■ **The exercise**:
Below are the records. Restate word for word every line from the one that contains "Target: canned food" through the final line, both included.

(Stored data)
***

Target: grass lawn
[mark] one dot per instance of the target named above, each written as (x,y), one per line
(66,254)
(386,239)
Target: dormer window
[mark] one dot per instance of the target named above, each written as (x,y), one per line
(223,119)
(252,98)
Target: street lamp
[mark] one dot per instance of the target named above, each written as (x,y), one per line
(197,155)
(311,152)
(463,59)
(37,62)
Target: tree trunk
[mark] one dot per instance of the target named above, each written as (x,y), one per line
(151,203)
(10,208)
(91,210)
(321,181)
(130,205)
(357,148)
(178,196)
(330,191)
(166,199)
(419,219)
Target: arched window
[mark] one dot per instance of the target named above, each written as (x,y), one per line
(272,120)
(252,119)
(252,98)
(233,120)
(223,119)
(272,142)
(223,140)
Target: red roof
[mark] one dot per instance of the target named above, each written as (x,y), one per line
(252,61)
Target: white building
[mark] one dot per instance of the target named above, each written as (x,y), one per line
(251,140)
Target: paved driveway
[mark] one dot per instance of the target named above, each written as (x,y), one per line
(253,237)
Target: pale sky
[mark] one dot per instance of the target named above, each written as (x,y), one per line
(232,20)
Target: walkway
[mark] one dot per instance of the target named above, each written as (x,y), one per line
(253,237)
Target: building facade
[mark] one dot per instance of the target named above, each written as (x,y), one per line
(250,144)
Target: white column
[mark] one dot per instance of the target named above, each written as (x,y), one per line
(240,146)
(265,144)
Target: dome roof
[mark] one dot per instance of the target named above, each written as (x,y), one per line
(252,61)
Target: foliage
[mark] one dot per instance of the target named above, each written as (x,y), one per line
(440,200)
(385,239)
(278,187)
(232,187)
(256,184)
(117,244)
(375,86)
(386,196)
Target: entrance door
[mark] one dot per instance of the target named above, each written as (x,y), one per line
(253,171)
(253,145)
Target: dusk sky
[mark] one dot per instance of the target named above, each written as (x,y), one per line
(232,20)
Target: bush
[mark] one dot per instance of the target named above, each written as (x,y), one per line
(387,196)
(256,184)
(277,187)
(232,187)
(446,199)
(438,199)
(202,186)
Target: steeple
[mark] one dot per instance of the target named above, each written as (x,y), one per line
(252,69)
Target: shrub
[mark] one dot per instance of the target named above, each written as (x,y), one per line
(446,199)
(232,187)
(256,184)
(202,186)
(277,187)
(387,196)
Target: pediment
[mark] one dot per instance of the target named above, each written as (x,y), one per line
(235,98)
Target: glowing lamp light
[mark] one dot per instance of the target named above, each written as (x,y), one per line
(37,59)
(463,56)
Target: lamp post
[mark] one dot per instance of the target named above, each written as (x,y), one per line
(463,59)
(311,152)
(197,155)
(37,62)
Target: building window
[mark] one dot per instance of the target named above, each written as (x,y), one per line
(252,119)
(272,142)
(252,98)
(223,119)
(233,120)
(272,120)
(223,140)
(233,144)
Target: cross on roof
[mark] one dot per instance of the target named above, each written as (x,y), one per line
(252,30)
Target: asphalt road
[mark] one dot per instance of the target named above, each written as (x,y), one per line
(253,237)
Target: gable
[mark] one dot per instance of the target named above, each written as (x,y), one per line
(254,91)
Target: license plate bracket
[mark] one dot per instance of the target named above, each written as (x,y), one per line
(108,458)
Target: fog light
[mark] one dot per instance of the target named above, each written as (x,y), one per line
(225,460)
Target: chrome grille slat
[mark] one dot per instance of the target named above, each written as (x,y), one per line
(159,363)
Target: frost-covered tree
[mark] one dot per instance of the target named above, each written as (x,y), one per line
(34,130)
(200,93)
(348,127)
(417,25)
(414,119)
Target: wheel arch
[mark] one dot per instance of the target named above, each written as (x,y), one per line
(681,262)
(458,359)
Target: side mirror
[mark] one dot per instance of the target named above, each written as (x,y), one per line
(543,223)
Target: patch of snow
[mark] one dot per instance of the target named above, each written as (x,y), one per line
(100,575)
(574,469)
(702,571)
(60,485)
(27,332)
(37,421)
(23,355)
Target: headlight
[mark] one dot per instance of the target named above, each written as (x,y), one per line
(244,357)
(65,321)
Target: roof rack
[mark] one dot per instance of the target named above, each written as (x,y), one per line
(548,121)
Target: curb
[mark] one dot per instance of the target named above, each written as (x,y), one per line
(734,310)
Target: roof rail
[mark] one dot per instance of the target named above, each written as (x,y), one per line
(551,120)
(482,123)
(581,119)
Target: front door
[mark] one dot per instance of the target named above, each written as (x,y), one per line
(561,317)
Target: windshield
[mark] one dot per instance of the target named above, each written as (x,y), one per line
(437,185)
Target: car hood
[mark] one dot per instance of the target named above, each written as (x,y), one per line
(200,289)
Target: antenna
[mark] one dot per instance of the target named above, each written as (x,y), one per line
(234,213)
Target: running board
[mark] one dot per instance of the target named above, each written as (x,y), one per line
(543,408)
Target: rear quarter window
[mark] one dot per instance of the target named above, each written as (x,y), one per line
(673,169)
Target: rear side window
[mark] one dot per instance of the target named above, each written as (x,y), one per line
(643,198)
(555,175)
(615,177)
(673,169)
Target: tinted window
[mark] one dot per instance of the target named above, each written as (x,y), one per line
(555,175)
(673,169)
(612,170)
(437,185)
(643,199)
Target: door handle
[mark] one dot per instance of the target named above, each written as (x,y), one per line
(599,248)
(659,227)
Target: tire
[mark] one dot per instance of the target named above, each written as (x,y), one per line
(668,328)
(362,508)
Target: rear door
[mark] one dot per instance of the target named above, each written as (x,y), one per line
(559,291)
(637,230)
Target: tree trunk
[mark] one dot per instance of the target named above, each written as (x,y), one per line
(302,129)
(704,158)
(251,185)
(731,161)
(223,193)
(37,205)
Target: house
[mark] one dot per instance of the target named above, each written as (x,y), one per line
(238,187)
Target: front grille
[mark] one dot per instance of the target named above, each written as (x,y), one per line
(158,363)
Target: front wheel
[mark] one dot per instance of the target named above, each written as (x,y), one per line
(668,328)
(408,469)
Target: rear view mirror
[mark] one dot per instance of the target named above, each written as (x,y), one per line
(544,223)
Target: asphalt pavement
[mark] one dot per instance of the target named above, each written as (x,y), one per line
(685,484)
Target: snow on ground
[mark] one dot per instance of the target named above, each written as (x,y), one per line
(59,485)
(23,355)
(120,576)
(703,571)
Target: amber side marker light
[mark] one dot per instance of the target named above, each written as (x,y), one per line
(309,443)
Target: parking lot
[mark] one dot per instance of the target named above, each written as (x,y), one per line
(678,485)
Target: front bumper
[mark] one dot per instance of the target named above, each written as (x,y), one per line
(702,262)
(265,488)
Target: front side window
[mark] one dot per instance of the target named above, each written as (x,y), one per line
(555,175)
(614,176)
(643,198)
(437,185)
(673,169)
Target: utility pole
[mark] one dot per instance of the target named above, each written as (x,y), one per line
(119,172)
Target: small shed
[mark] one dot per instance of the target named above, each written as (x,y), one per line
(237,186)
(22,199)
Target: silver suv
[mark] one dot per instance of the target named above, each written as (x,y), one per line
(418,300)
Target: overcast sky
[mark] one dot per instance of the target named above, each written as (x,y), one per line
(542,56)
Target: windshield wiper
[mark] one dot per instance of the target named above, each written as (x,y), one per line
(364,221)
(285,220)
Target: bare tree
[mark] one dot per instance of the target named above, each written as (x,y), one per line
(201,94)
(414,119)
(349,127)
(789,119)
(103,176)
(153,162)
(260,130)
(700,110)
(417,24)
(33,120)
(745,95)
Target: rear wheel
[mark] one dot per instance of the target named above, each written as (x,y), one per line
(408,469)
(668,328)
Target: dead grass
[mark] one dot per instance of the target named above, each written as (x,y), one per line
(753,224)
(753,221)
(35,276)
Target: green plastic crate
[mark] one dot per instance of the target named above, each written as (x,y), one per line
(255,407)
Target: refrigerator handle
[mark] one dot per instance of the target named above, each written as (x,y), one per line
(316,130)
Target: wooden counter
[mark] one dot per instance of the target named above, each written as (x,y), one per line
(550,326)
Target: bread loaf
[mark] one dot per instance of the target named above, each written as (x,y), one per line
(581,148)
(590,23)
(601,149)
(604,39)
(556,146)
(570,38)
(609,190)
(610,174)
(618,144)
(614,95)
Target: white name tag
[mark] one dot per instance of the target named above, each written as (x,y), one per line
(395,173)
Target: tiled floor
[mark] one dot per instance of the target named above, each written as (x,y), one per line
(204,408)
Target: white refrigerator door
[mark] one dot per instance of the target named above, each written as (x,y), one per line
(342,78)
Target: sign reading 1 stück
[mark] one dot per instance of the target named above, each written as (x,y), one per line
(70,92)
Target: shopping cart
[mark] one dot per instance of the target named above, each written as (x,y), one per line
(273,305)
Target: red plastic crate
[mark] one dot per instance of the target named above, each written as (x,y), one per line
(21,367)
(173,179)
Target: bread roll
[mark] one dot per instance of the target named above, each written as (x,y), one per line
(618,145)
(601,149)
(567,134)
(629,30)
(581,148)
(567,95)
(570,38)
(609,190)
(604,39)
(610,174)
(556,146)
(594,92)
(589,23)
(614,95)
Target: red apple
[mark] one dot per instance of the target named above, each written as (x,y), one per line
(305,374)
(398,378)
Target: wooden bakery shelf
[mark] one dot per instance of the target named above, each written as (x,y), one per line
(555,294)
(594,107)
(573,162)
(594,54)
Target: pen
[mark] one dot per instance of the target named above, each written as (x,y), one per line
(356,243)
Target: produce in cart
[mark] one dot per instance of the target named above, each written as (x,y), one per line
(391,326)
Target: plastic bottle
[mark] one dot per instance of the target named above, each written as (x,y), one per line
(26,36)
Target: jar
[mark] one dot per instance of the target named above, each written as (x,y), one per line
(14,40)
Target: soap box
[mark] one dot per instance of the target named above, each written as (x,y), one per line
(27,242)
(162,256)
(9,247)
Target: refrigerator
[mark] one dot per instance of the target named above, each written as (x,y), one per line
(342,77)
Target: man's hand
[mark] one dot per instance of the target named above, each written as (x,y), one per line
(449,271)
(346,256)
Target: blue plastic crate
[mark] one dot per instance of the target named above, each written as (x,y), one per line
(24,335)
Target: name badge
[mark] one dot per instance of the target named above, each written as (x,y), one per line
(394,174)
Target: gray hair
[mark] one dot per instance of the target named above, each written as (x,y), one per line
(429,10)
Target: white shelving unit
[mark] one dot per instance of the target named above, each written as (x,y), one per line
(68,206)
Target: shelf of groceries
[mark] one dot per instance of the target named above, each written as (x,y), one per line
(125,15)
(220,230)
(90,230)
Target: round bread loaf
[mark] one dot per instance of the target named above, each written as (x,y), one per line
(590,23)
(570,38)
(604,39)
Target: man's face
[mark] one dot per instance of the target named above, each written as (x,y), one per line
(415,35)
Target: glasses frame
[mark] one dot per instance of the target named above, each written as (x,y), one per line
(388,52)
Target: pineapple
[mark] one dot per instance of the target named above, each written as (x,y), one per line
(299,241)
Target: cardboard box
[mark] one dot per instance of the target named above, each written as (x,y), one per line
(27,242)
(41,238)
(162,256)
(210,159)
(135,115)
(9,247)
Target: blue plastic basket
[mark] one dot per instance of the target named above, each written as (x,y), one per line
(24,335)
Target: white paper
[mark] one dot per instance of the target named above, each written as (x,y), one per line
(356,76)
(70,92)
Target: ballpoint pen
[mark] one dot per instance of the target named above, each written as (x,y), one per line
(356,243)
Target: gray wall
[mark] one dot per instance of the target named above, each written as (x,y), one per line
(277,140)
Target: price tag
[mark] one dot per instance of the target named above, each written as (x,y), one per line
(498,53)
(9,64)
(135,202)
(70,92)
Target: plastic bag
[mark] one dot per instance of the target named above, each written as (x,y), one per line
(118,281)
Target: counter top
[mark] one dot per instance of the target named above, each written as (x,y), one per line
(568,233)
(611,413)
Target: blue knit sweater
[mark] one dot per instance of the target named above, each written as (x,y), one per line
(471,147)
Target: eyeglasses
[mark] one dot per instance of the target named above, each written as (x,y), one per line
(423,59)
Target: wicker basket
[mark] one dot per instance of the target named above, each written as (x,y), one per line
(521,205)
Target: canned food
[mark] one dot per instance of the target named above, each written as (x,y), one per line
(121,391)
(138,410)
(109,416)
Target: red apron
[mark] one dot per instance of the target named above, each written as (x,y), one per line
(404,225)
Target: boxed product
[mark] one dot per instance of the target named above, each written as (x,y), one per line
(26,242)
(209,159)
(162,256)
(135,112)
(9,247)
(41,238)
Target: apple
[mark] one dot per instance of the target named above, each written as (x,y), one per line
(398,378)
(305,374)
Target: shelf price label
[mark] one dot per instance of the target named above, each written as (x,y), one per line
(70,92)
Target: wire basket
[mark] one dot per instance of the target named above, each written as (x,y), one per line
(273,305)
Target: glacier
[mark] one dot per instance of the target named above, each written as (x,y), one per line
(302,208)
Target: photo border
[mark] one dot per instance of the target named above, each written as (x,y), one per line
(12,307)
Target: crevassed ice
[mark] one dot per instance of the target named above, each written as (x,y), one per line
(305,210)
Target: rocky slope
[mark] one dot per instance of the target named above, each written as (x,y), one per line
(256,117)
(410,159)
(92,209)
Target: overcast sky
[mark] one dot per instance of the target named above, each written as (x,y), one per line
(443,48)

***

■ **Task result**:
Target: canned food
[mark] one dot per instance of the target named above, each written as (x,y), one per line
(121,391)
(138,410)
(109,416)
Target: red apron
[mark] one dot per instance of the target named above, each written as (x,y), one per line
(404,225)
Target: boxed product
[mark] one dot per instance of the target named above, each written as (x,y), one per line
(26,242)
(209,159)
(162,256)
(135,112)
(9,247)
(41,238)
Target: apple
[mark] one dot per instance of the target named above, each written as (x,y), one per line
(398,378)
(305,374)
Target: shelf price label
[mark] one dot per instance of the target named above, each written as (x,y), one per line
(70,92)
Target: wire basket
[mark] one dot per instance of the target named above, each written as (x,y), one per line
(273,305)
Target: glacier
[mark] one dot per instance of the target named above, each written as (x,y), one per line
(302,208)
Target: photo border
[mark] one dot per instance of the target named above, each written as (x,y), one per line
(12,307)
Target: crevassed ice
[mark] one dot per instance of the target named above, each written as (x,y), one per line
(305,210)
Target: rocky slope
[mark] one dot per instance of the target named above, each written as (x,y), one per line
(256,117)
(410,159)
(92,209)
Target: overcast sky
[mark] one dot per instance of the target named above, each written as (x,y), one per line
(443,48)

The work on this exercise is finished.